**AIM:**
Pull out each line below that contains the word "integer", copying it in full.

**DATA PROVIDED:**
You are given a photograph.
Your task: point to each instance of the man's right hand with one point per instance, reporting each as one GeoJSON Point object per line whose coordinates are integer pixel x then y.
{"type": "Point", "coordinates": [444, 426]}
...
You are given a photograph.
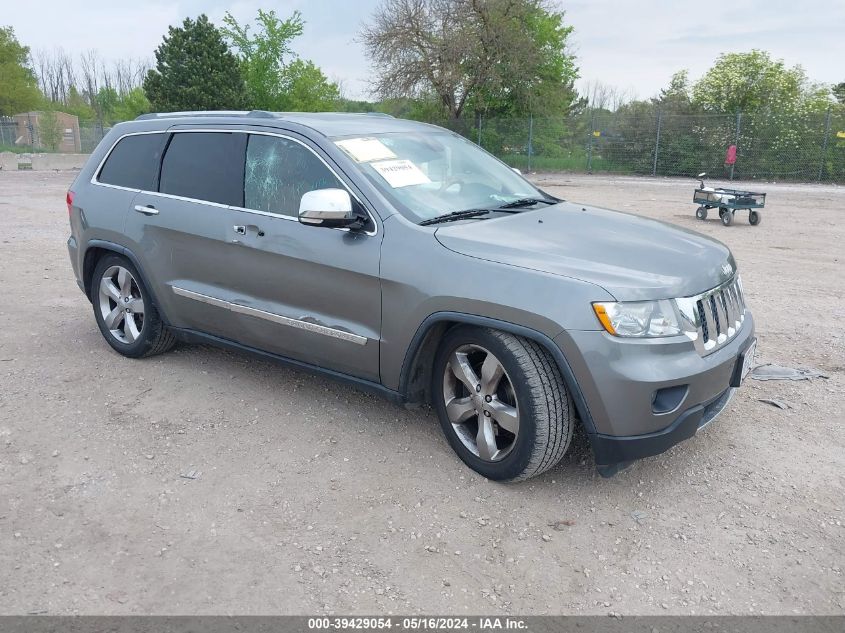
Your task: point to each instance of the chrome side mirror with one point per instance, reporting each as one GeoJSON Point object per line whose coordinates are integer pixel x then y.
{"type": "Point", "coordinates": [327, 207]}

**COMPLETE RESPONSE:**
Your task: point to each instance of the man's right hand with one point per instance, reporting each as one GeoJSON Point object per line whose coordinates are integer pixel x then y.
Your task: point to each instance of the chrome side mirror with one point per instance, reporting each as one GeoJSON Point object per line whose coordinates are integer pixel x then y.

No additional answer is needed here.